-- begin SELECTED PASSAGE --

For the year ended December 31, 2010, lease operating expense increased by $4.5 million to $32.6 million ($21.47 per Bbl) from $28.1 million ($29.21 per Bbl) for the same period in 2009. During 2010 compared to 2009, nearly all lease operating expenses increased; however, the Company has seen the largest increases in crude oil transportation costs of $3.7 million, increased fuel costs of $2.4 million, increased repair and maintenance expenses of $2.0 million, supplies used in operations of $1.0 million, increased lab fees of $0.9 million, salary and labor costs of $0.6 million, increased equipment rental expense of $0.5 million, and increased other lease operating expenses of $1.2 million.  Partially offsetting these increases to expense are decreases in workover expenses of $7.7 million. The main reason for the increase in the lease operating expense is due to operating two fields in 2010 compared to operating one field for most of 2009, and lease operating expense for 2010 also includes the operation of a larger oil transportation vessel and new storage vessel. With respect to workovers, during the year ended December 31, 2010, we performed a total of four workovers.  However, only the workover on the CX11-19D well, whose total was $1.9 million, was greater than $0.1 million. For the same period in 2009, we also had four workovers, totaling $9.8 million.

 

General and Administrative

 

For the fourth quarter ended December 31, 2010, general and administrative (G&A) expenses were $7.9 million as compared to $8.3 million for the same period in 2009.  Included in G&A for the quarter ended December 31, 2010 and 2009 is stock-based compensation expense of $1.1 million and $2.7 million, respectively.  The decrease in stock-based compensation expense is due to the vesting in 2009 of the majority of the awards granted in 2007 and 2008, which were granted at times when the grant date fair value of the awards was higher due to the then higher price of the Company’s common stock.  Other general and administrative expenses increased $1.1 million to $6.7 million from $5.6 million for the same period in 2009. The $1.1 million increase is due to increased professional fees and travel related costs, partially offset by lower salary and personnel related costs.

-- end SELECTED PASSAGE --

OBJECTIVES:
**A.** Please condense the paragraph of the expense discussion that begins "For the fourth quarter ended December 31, 2010" into a short bulleted list that keeps its main figures.
**B.** Extend the expense discussion with new text that picks up after its last sentence.

-- begin INFORMATION SUPPLIED --

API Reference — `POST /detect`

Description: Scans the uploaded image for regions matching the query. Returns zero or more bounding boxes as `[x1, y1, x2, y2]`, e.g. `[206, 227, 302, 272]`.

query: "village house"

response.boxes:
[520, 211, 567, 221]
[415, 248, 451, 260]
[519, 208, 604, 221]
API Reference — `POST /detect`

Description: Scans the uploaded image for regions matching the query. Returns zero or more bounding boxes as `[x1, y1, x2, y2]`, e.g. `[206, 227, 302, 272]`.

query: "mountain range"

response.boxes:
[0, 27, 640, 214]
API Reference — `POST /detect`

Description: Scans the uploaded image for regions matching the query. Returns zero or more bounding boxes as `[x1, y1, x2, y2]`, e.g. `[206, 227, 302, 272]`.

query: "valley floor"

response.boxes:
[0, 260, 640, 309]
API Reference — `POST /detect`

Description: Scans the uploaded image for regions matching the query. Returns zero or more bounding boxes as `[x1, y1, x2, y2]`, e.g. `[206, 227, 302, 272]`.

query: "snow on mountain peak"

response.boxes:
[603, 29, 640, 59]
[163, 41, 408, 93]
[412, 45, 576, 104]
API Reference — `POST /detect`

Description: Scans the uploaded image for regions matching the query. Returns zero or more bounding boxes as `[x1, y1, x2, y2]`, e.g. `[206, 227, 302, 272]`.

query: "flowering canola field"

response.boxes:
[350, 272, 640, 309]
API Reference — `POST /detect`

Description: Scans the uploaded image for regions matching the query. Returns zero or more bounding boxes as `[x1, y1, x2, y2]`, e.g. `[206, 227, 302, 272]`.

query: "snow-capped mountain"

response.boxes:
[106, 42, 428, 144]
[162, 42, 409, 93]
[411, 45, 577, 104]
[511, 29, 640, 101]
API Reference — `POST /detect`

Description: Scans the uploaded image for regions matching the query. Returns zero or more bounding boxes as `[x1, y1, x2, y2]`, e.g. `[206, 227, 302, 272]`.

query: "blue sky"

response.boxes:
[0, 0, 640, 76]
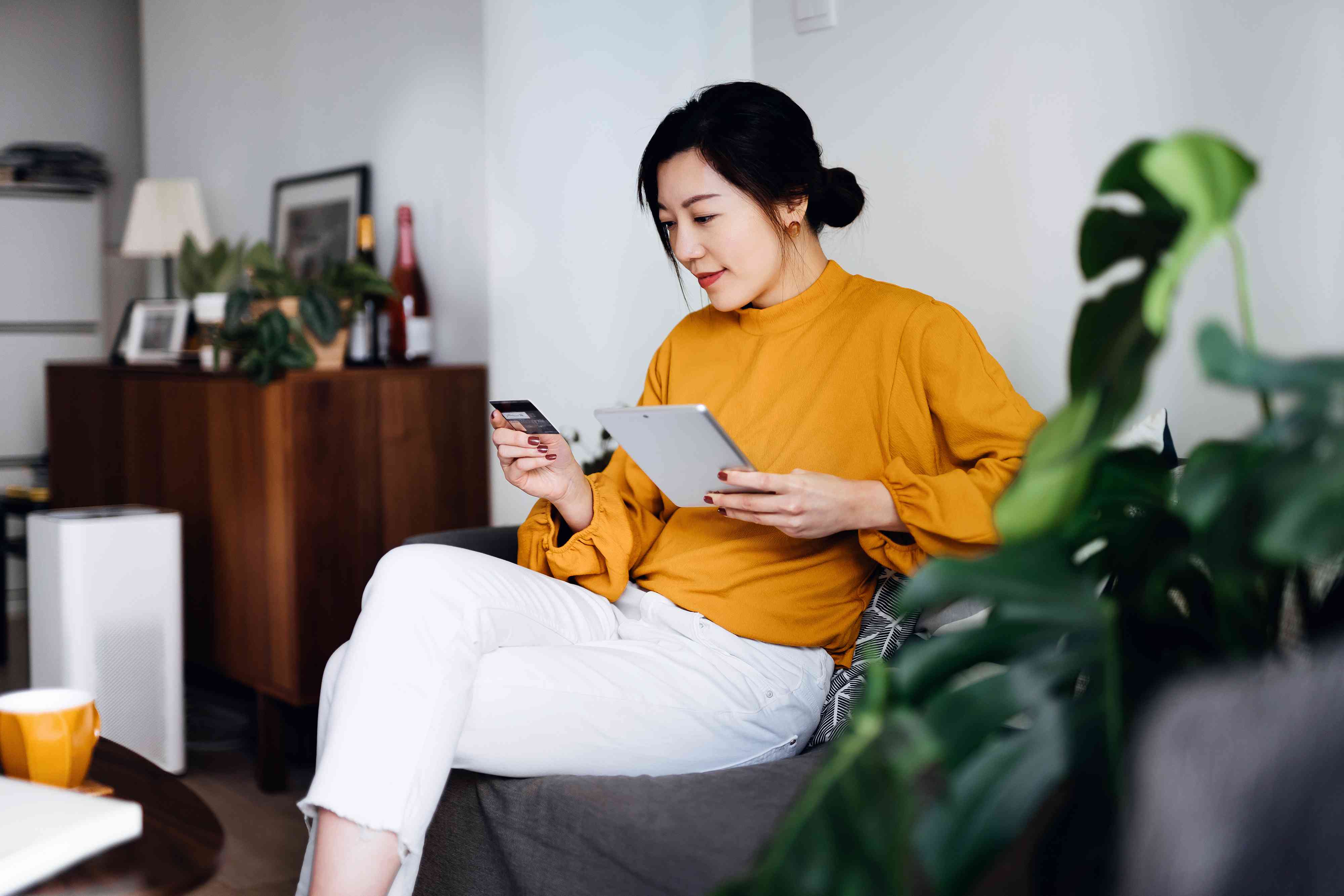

-- end INFORMATION SUPPLIED --

RESULTS OF THE TASKS:
**A.**
- G&A expenses were $7.9 million in the fourth quarter of 2010, compared with $8.3 million in the same quarter of 2009.
- Stock-based compensation within G&A fell to $1.1 million from $2.7 million. Most awards granted in 2007 and 2008 vested in 2009, and those awards had carried higher grant date fair values because the common stock price was higher then.
- Other G&A expenses rose $1.1 million, to $6.7 million from $5.6 million. Higher professional fees and travel costs drove the rise, partly offset by lower salary and personnel costs.

**B.**
For the year ended December 31, 2010, general and administrative expenses decreased $0.6 million to $32.7 million from $33.3 million for the same period in 2009. Stock-based compensation expense, a subset of general and administrative expenses, decreased by $6.8 million to $5.8 million for the year ended December 31, 2010 from $12.6 million for the same period in 2009. The decrease in stock-based compensation expense is due to the decrease in fair market value of awards granted in 2010. Other general and administrative expenses increased $6.1 million to $26.7 million from $20.6 million for the same period in 2009. The $6.1 million increase is due to increased professional fees of $3.2 million, increased salary and salary related expenses of $0.9 million,

 



 

increased travel and travel related expenses of $0.9 million, increased maintenance and repair expense of $0.7 million and increased rent expense of $0.3 million.

 

Geological, Geophysical and Engineering

 

For the three months ended December 31, 2010, geological, geophysical and engineering expenses increased $5.5 million to $12.1 million compared to $6.6 million for the same period in 2009.  The increase in geological, geophysical and engineering expense is due to acquisition of seismic data and other seismic costs related to Block XXII and Block XXIII.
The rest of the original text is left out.